Return the rows from the line with "Target: front wheel" to the line with "(1214, 270)", both included, copied verbatim.

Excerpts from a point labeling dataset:
○ ○ ○ ○ ○ ○ ○
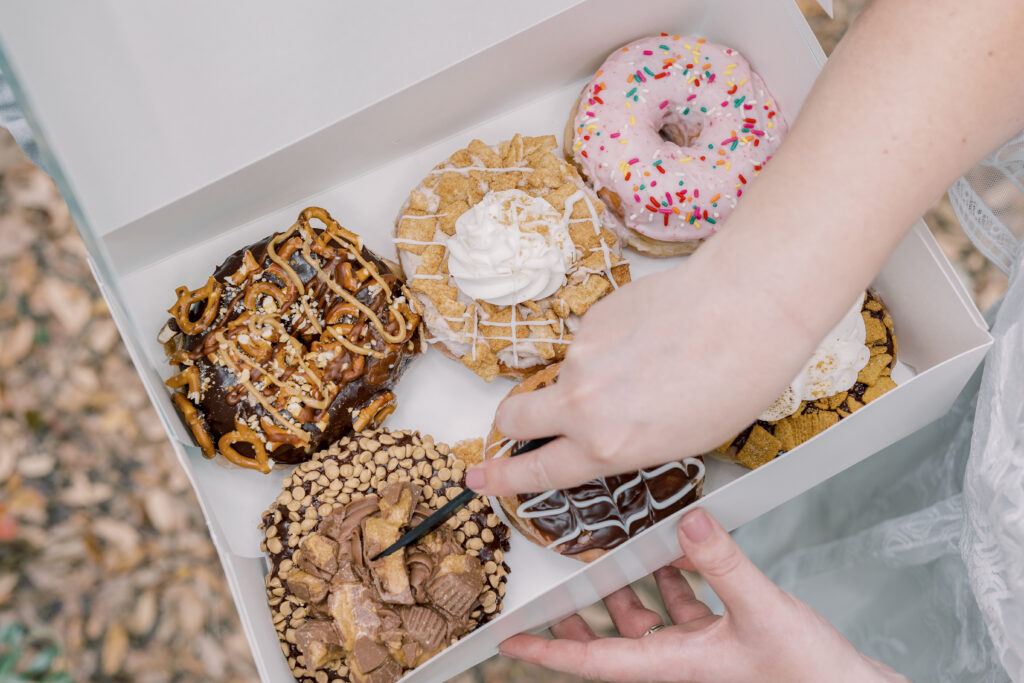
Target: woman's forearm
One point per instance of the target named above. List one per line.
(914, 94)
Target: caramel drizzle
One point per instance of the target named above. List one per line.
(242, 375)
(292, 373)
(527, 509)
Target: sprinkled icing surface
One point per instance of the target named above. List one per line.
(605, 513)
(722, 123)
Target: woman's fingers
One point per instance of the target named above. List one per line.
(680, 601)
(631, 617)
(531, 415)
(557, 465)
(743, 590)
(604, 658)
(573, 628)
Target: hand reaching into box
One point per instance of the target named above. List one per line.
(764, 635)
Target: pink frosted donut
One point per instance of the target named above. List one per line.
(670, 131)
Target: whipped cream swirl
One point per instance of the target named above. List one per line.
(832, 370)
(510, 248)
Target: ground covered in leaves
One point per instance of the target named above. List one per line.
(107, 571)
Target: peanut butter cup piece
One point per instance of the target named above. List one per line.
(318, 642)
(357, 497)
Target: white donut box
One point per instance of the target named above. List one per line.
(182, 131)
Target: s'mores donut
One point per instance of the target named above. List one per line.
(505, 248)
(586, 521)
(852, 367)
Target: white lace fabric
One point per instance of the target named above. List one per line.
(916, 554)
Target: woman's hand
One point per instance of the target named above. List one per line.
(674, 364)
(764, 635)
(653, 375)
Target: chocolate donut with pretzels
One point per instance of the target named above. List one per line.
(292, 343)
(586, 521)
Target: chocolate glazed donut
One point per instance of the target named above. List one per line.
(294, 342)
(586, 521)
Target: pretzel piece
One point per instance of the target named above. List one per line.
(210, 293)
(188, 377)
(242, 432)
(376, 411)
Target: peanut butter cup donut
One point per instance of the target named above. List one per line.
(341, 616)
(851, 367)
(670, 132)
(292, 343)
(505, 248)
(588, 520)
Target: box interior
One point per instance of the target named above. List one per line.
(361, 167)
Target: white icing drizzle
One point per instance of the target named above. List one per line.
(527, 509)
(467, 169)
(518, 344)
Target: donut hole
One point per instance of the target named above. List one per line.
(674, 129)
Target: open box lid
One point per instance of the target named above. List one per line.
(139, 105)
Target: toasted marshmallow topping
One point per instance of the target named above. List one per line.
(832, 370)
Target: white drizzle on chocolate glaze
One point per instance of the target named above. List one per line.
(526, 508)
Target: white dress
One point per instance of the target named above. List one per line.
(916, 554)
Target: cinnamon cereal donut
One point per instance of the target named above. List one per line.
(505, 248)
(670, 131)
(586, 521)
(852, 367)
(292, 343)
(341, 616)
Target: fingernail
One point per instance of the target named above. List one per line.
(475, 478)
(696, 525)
○ ○ ○ ○ ○ ○ ○
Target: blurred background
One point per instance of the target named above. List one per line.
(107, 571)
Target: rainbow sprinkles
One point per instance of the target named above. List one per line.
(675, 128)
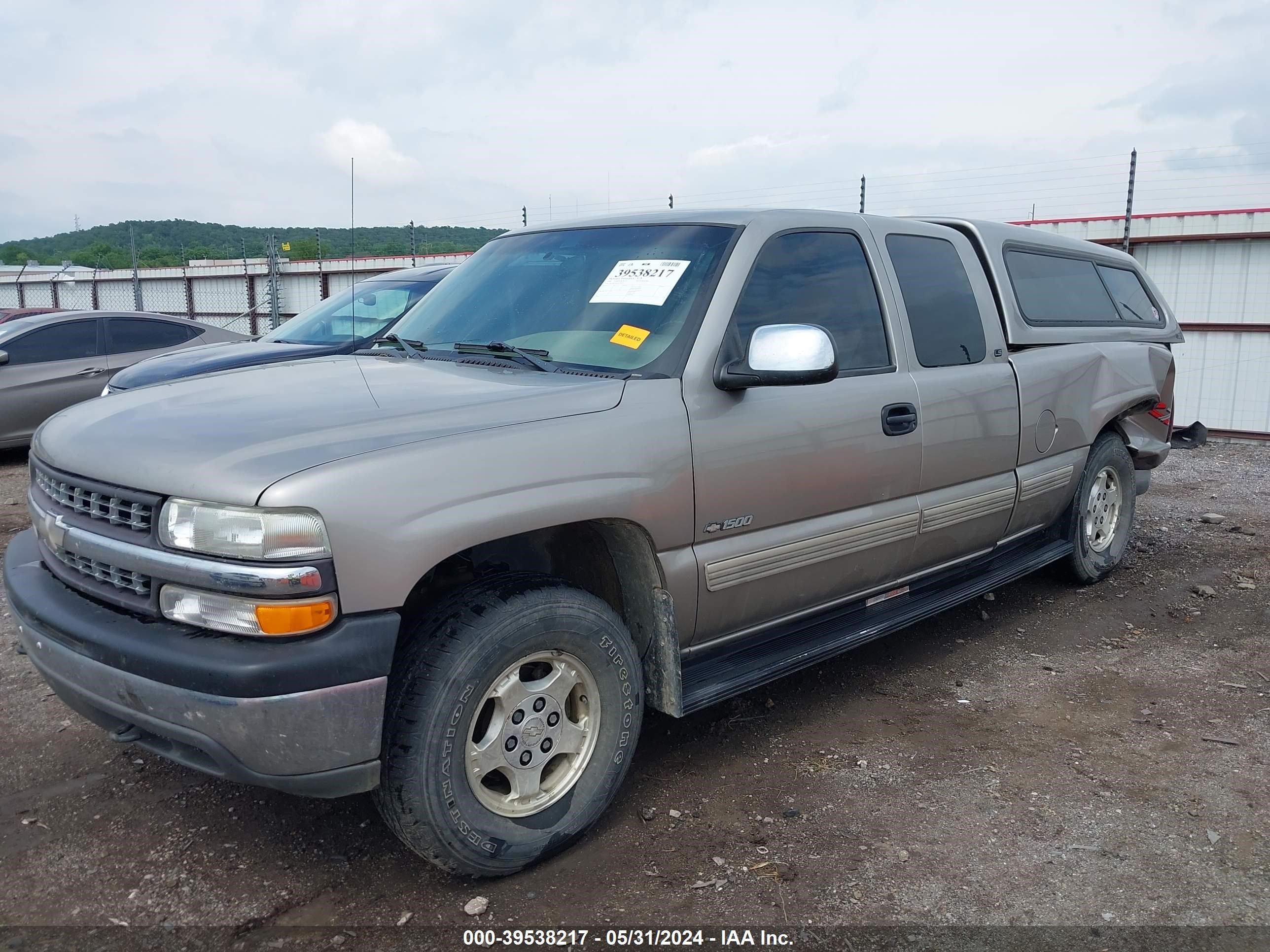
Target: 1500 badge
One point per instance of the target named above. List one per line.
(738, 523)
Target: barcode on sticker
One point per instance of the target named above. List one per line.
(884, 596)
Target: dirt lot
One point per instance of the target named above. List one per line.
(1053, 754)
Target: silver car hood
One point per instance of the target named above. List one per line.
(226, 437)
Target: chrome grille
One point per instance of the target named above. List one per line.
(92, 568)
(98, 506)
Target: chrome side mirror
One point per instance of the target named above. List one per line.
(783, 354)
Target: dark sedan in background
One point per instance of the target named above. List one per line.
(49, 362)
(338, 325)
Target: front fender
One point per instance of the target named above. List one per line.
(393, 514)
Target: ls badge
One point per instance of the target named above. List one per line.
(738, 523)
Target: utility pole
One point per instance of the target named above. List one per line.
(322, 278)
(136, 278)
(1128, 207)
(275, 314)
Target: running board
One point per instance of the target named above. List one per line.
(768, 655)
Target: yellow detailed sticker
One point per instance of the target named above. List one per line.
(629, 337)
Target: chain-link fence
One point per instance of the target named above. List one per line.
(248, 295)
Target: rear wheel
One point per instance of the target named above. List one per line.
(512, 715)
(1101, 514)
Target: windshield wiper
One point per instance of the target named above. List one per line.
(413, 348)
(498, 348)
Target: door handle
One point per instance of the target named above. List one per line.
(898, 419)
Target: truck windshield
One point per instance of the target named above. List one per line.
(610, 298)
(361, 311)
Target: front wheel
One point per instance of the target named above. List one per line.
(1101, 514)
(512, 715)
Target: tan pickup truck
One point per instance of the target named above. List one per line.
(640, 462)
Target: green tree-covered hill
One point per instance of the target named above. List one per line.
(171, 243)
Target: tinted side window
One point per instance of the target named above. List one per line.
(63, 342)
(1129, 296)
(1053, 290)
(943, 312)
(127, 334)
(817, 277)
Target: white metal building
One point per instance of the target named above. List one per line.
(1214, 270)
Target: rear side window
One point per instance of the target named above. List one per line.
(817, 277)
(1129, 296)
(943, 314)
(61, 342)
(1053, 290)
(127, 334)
○ ○ ○ ○ ○ ○ ○
Written solution:
Target: front wheel
One point per instance of the target named above. List one per line.
(1101, 514)
(512, 715)
Target: tan pickup truck
One point per instance of the target named above. List one per line.
(640, 462)
Target: green tree-covered hill
One point per instance of the target named above. List one per line.
(171, 243)
Target: tinted side window
One point per instance of the target named above. List one per line.
(63, 342)
(1129, 296)
(1053, 290)
(943, 312)
(127, 334)
(817, 277)
Target: white metal building
One point per instance of the target named above. List one per line.
(1214, 270)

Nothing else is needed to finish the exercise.